Directions for this task:
Which lines of the entries contain the word "stretcher"? Please list them.

Natural-language object grounding data:
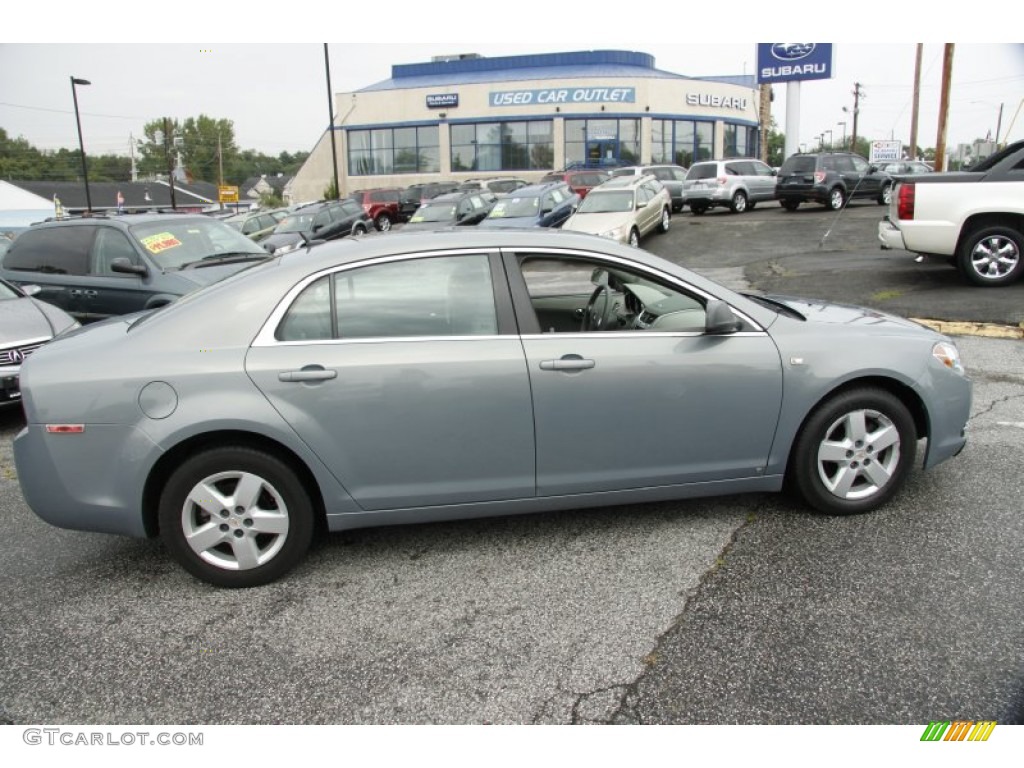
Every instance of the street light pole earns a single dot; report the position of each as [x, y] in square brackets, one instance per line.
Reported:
[81, 144]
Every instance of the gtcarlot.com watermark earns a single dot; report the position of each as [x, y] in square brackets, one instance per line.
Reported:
[74, 737]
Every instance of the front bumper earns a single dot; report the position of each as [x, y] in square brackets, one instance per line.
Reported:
[890, 237]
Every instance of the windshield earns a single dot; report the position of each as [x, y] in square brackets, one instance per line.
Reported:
[299, 222]
[175, 242]
[513, 207]
[8, 292]
[607, 202]
[434, 212]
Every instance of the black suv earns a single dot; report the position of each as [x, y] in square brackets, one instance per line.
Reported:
[94, 267]
[830, 178]
[325, 220]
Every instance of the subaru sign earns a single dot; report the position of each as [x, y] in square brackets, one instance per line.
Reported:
[441, 100]
[782, 62]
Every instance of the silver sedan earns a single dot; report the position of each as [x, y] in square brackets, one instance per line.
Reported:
[449, 375]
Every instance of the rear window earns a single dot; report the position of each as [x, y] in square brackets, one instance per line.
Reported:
[702, 171]
[800, 164]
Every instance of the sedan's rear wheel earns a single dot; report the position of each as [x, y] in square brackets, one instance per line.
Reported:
[854, 452]
[993, 256]
[236, 517]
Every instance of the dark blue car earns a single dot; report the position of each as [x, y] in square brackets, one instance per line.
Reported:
[538, 205]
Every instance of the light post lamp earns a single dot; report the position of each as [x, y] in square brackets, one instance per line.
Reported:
[81, 144]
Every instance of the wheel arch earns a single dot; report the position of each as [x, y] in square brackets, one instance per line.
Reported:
[904, 393]
[165, 466]
[979, 221]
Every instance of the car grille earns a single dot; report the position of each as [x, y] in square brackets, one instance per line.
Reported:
[14, 355]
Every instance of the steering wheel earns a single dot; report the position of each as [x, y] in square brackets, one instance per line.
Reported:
[595, 321]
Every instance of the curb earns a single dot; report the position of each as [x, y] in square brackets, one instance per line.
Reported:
[987, 330]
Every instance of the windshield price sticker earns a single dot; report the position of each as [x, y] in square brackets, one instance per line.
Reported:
[162, 242]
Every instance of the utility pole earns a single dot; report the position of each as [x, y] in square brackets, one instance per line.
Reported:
[765, 119]
[167, 154]
[916, 103]
[857, 93]
[947, 76]
[330, 115]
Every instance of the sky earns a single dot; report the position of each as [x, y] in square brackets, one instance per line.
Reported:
[275, 92]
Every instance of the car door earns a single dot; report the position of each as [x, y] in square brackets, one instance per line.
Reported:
[114, 293]
[408, 380]
[622, 408]
[56, 259]
[762, 181]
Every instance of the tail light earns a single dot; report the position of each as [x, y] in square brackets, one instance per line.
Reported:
[905, 194]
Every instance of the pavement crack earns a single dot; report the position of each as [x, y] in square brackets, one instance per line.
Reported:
[992, 406]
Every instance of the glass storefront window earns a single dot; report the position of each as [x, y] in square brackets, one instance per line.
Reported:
[604, 141]
[682, 141]
[385, 151]
[517, 145]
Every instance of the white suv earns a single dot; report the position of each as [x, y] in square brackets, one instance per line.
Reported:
[737, 184]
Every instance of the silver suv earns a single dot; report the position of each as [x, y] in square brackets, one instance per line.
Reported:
[738, 184]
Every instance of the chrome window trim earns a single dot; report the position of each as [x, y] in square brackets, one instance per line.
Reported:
[265, 337]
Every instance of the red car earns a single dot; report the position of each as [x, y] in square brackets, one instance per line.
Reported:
[582, 180]
[380, 205]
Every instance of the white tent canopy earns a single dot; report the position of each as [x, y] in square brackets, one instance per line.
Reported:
[19, 208]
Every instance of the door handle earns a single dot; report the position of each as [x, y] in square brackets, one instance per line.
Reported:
[568, 363]
[308, 374]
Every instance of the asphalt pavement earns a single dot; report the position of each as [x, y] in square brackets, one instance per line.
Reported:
[741, 609]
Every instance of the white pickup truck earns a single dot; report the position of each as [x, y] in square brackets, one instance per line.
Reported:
[974, 218]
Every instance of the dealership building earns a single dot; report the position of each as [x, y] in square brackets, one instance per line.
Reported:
[467, 117]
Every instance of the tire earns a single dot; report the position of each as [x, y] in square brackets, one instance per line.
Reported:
[666, 221]
[992, 256]
[837, 199]
[264, 535]
[854, 452]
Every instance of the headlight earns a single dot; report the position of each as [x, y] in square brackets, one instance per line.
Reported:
[946, 353]
[288, 248]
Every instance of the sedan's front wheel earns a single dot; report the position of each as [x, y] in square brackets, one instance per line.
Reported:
[854, 452]
[236, 517]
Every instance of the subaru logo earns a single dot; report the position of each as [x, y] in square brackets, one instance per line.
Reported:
[792, 51]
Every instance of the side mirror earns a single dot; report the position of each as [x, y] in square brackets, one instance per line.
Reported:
[720, 320]
[124, 266]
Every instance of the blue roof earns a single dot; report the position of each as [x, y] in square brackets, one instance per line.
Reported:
[602, 64]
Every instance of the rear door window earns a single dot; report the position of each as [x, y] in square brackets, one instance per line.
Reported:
[61, 250]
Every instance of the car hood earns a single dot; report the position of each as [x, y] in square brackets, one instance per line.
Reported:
[22, 320]
[845, 314]
[508, 222]
[595, 223]
[205, 275]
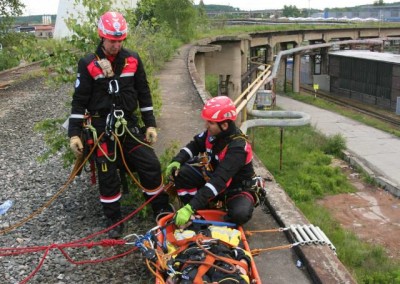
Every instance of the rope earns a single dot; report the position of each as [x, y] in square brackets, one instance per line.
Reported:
[250, 233]
[255, 252]
[51, 200]
[131, 174]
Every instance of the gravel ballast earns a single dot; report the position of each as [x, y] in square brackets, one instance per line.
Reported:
[75, 214]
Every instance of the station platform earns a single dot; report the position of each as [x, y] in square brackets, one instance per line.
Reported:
[373, 150]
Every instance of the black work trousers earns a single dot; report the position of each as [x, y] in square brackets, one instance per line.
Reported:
[138, 158]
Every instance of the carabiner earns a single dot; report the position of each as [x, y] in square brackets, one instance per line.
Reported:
[118, 113]
[113, 87]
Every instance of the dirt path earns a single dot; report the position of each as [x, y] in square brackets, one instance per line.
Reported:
[371, 213]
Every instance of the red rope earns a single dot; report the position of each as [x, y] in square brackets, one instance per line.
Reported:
[75, 244]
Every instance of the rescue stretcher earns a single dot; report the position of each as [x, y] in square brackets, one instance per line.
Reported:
[200, 256]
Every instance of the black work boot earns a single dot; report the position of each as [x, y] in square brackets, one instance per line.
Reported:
[116, 232]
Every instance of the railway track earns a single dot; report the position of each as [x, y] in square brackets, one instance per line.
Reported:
[381, 115]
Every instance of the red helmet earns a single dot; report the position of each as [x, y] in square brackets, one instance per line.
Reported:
[219, 109]
[112, 25]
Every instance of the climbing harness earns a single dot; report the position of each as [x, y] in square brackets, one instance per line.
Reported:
[209, 250]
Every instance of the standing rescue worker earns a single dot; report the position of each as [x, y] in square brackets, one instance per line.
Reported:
[111, 84]
[228, 175]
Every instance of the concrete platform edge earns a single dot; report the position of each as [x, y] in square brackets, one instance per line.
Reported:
[380, 180]
[321, 262]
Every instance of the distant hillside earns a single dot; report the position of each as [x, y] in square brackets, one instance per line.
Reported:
[215, 8]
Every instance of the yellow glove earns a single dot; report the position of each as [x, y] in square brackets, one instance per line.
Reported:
[76, 146]
[151, 135]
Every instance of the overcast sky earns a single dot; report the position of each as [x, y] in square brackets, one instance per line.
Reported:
[40, 7]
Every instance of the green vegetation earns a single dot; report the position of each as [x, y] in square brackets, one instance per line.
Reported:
[306, 172]
[307, 175]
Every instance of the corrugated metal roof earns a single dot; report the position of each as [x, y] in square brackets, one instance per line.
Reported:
[369, 55]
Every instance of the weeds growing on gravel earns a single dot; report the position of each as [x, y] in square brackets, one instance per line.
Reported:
[306, 174]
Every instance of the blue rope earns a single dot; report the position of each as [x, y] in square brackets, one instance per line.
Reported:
[217, 223]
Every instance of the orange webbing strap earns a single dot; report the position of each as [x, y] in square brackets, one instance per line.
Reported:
[203, 268]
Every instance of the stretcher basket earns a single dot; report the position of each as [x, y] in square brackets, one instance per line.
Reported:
[215, 217]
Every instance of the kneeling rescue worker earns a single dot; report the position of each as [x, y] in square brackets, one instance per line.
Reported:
[227, 176]
[111, 83]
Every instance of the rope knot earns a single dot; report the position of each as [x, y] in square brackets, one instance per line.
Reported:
[112, 242]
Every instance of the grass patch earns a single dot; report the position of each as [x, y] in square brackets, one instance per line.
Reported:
[306, 174]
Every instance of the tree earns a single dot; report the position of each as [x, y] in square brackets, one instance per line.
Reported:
[291, 11]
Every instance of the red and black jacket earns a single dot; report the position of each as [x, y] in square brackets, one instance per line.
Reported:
[91, 90]
[231, 158]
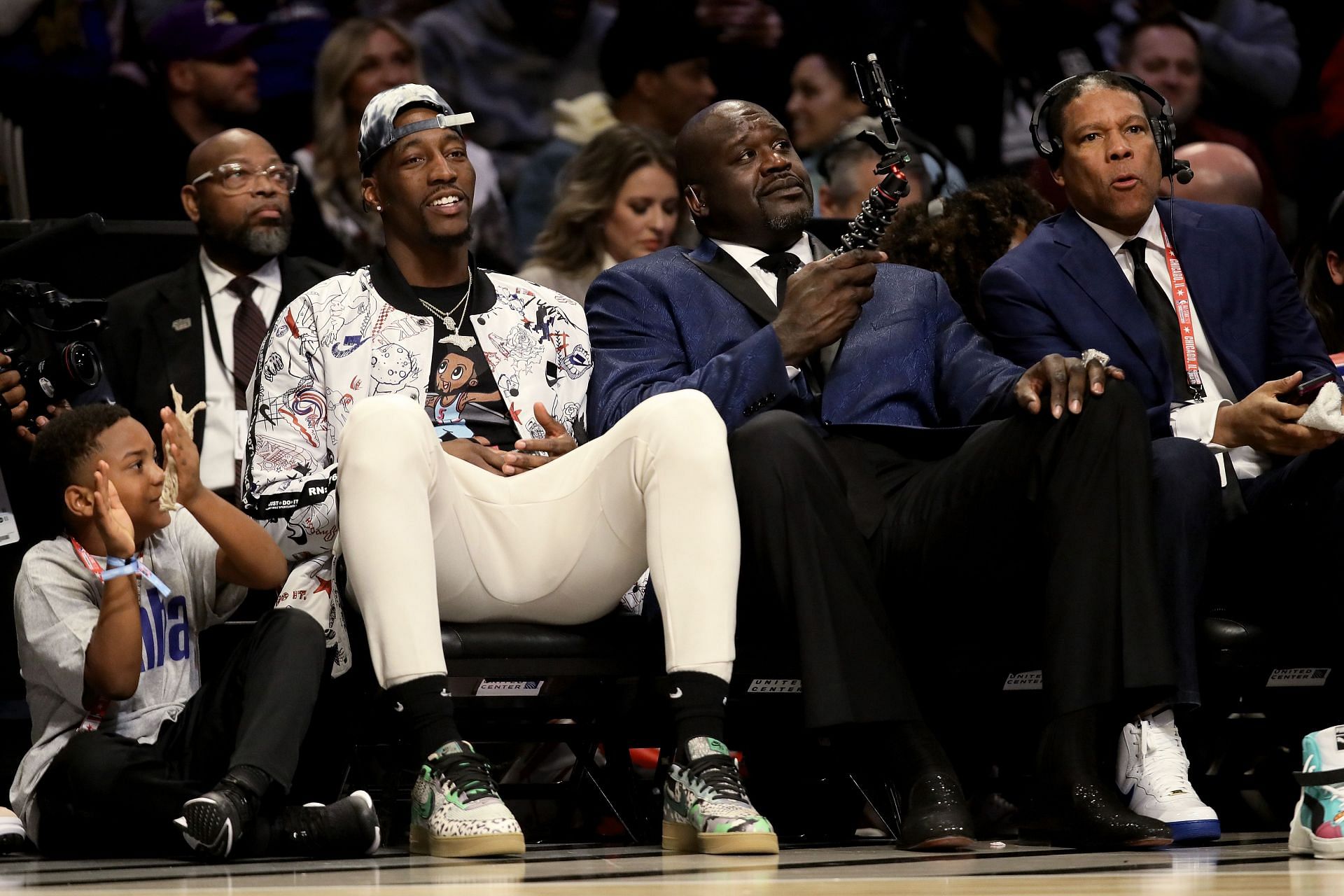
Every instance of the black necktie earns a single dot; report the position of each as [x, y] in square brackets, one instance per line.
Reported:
[1163, 315]
[249, 332]
[783, 265]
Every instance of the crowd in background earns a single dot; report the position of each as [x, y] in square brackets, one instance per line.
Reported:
[577, 102]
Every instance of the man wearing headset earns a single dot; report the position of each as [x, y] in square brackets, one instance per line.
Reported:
[1198, 305]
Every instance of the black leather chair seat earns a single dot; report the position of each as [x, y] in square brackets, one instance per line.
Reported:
[619, 644]
[1225, 630]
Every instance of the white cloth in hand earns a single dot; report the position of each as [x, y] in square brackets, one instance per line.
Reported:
[168, 496]
[1324, 413]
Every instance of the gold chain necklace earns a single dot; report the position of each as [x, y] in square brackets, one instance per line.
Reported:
[449, 318]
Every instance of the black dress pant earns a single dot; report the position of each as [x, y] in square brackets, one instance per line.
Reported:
[1280, 562]
[1063, 507]
[1187, 512]
[106, 794]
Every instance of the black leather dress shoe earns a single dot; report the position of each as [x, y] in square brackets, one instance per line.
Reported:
[936, 814]
[1092, 816]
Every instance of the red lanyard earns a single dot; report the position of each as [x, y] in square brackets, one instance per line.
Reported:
[1180, 298]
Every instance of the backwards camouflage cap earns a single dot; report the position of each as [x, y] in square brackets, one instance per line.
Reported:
[377, 131]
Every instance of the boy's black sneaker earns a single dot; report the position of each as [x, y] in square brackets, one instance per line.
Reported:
[346, 828]
[214, 824]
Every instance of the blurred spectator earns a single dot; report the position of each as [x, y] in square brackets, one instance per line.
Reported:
[824, 99]
[656, 73]
[1322, 279]
[1166, 52]
[619, 200]
[846, 168]
[961, 237]
[206, 83]
[200, 328]
[359, 59]
[507, 61]
[1009, 52]
[1224, 175]
[1249, 46]
[284, 50]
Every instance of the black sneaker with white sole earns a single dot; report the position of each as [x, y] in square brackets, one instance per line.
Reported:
[346, 828]
[216, 822]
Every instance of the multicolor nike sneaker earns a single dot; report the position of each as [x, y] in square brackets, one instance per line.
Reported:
[456, 808]
[1316, 828]
[706, 808]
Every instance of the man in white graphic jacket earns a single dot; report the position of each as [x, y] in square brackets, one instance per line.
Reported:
[429, 414]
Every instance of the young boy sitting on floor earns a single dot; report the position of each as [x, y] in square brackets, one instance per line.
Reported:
[130, 752]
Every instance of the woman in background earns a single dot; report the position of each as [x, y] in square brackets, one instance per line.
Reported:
[619, 200]
[1322, 279]
[962, 235]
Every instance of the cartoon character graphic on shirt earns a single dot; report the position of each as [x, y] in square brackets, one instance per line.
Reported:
[454, 383]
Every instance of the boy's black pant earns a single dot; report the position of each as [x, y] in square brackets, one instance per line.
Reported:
[106, 794]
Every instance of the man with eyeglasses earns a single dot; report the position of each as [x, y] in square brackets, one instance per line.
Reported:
[201, 327]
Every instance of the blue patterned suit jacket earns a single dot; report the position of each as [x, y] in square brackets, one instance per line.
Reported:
[696, 320]
[1060, 290]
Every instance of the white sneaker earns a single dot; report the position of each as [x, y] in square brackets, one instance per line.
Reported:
[11, 832]
[1317, 827]
[456, 809]
[1152, 770]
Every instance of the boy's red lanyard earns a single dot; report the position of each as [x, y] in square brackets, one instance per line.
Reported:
[1180, 298]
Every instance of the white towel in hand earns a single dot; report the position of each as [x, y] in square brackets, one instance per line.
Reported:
[1324, 413]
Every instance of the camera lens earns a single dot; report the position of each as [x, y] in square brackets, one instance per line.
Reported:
[83, 365]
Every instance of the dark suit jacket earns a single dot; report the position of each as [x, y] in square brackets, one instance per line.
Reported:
[1060, 290]
[696, 320]
[156, 336]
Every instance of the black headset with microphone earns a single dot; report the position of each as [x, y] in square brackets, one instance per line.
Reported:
[1163, 127]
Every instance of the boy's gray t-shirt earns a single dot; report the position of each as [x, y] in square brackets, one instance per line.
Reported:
[55, 608]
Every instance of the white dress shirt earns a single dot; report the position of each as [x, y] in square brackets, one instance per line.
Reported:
[222, 429]
[749, 255]
[1189, 421]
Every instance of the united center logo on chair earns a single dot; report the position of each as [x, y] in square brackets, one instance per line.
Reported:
[508, 688]
[1300, 678]
[1023, 680]
[776, 685]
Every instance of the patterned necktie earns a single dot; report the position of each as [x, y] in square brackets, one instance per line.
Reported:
[249, 332]
[783, 265]
[1163, 315]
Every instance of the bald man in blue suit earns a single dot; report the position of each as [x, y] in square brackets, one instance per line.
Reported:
[882, 449]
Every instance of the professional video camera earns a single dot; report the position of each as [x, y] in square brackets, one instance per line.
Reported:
[41, 328]
[71, 365]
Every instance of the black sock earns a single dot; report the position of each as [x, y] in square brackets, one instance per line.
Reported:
[698, 700]
[252, 780]
[426, 715]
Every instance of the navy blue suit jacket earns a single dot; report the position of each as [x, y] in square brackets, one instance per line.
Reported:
[1062, 290]
[696, 320]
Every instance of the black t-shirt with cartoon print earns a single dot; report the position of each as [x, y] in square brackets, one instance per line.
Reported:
[463, 399]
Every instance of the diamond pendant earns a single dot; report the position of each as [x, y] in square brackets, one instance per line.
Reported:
[458, 340]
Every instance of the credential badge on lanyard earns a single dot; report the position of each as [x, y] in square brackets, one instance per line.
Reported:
[1180, 298]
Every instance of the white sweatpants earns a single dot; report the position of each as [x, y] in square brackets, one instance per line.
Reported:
[428, 536]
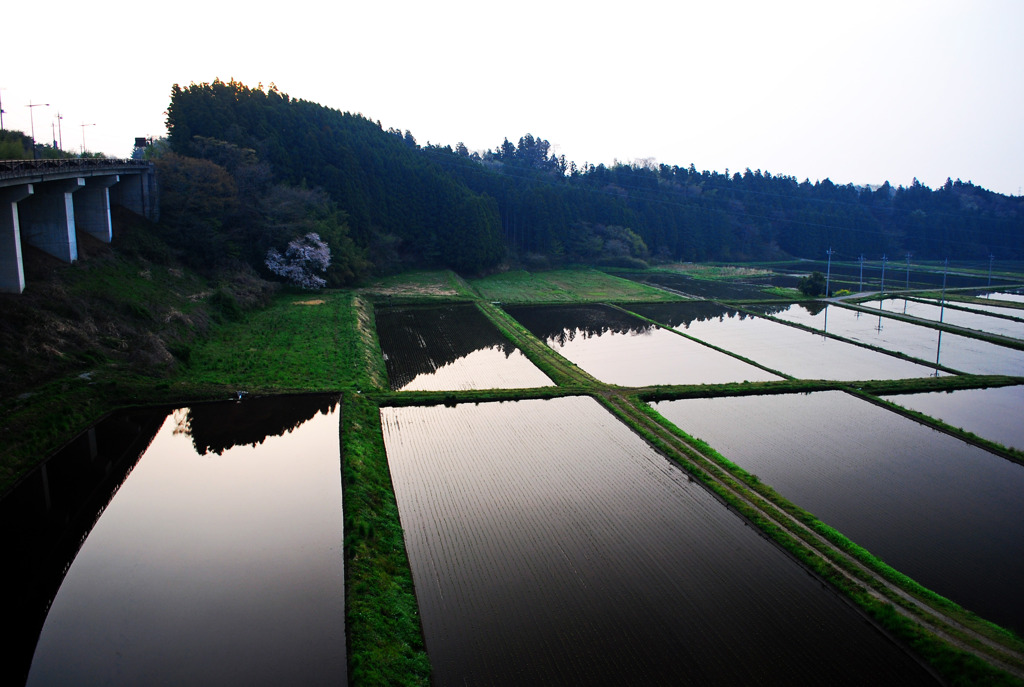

Exercise answer:
Every instance of the rescue stretcher earns a single dot; report the position of each as [x, y] in square brackets, one instance per line.
Every instance of the stretcher basket earns a single dot; report the position of each as [x, y] in square brackets, one instance per line.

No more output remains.